Continue the court decision on Lamar Glover's habeas corpus petition from the point where it stops.

Extracted text:
═══
UNITED STATES DISTRICT COURT WESTERN DISTRICT OF NEW YORK
August 14, 2009
LAMAR GLOVER, PETITIONER,
GARY FILION, SUPERINTENDENT, RESPONDENT.
The opinion of the court was delivered by: VICTOR E. Bianchini United States Magistrate Judge
DECISION AND ORDER
Pro se petitioner Lamar Glover ("Glover" or "petitioner") has filed a petition for a writ of habeas corpus pursuant to 28 U.S.C. § 2254 challenging his conviction, following a jury trial, on charges of second degree murder (N.Y. Penal Law § 125.25(2)) and second criminal possession of a weapon (N.Y. Penal Law § 265.03(2)). Glover's conviction was unanimously affirmed on direct appeal, and leave to appeal was denied. People v. Glover, 302 A.D.2d 926 (App. Div. 4th Dept.), leave denied, 99 N.Y.2d 654 (N.Y. 2003). Glover's subsequent application for a writ of error coram nobis challenging the effectiveness of his appellate counsel was summarily denied. People v. Glover, 4 A.D.3d 900 (App. Div. 4th Dept.), leave denied, 3 N.Y.3d 640 (N.Y. 2004). This timely habeas petition followed. For the reasons that follow, Glover's request for a writ of habeas corpus is denied and the petition is dismissed.
II. Factual Background
The conviction here at issue stems from the fatal shooting of David Nesmith in the City of Rochester on October 12, 2000. That night, sixteen-year-old Glover was carrying a.45-caliber handgun. He was with three of his friends, one of whom was armed with a.44-caliber handgun.
They had been driving around the city for about two hours before spotting Nesmith walking on Pardee Street at approximately 11:30 P.M. After André Parsons pulled the car over on nearby Bismark Street, petitioner and Parsons exited the vehicle to confront Nesmith, with whom petitioner previously had "had a problem." (The sentencing minutes reveal that petitioner had previously shot Nesmith 37 days prior to fatally shooting him. See Transcript of Sentencing Hearing at 4).
═══
Provided information:
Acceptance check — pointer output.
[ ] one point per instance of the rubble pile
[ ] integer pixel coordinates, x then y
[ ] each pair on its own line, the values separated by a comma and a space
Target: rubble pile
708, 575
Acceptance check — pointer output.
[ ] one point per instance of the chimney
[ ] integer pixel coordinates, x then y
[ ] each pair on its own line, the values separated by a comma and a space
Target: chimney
═══
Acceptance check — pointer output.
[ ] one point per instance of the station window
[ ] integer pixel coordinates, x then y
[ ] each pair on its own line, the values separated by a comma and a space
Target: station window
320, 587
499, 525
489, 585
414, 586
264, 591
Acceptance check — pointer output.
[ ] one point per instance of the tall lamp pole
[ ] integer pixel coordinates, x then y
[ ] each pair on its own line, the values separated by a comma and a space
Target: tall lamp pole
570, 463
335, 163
═══
Result for this task:
Investigator Reinstein testified that before petitioner provided and signed a written statement he supplied various accounts as to his actions that evening. At first, until being informed that the police would check on his story, Glover maintained that he had not been on Pardee Street at all, alleging that he had been with Shameika Scott until early morning. He then withdrew that account, and accused two of his friends of the shooting. He subsequently claimed that the shot came from an unknown source. T.364-365.*fn1
Petitioner ultimately gave the following written statement to the police: André [Parsons] told me to watch this guy, he said he's reaching. I kept walking towards him. I saw that what he was reaching for, it ended up being cigarettes. I talked to Dave [Nesmith] for five minutes or so. After talking to him, he started talking junk to me and then started walking towards me. I was walking away from him when he walked towards me. When he did this, I pulled out my gun. When I pulled out my gun, I pointed it at him. He then tried to grab the gun out of my hand. When he was trying to grab it, it went off and it hit him. When it hit him I got hit with pieces of meat. I was scared and started running. I ran across Remington Street and almost ran into a police car. I ran through towards Avenue D. I went back to the store at North Clinton and Clifford. I hung out for a while and then went home. I got a ride sometime after midnight. I drove to - - by the new jail and threw the gun in the canal.
Nesmith, the victim, was twenty-two-years-old, 5'6", and reportedly weighed over 400 pounds. T..420. Deputy Medical Examiner Ana Rubio testified that Nesmith's hands had been placed in paper bags prior to the autopsy, and that at the time of the autopsy Nesmith's right hand was still clenching a cigarette. She further testified that the entrance wound was in the left temple and was at a higher location than the exit wound at the center of the back of Nesmith's head. Rubio further noted that there was no singeing of Nesmith's hair; had singeing been present, it would indicate that the wound was inflicted at close range, i.e., less than a foot away.
T.400-420. Based upon this factor, Rubio opined the wound was most likely inflicted from a distance of greater than a foot away. T.421-422.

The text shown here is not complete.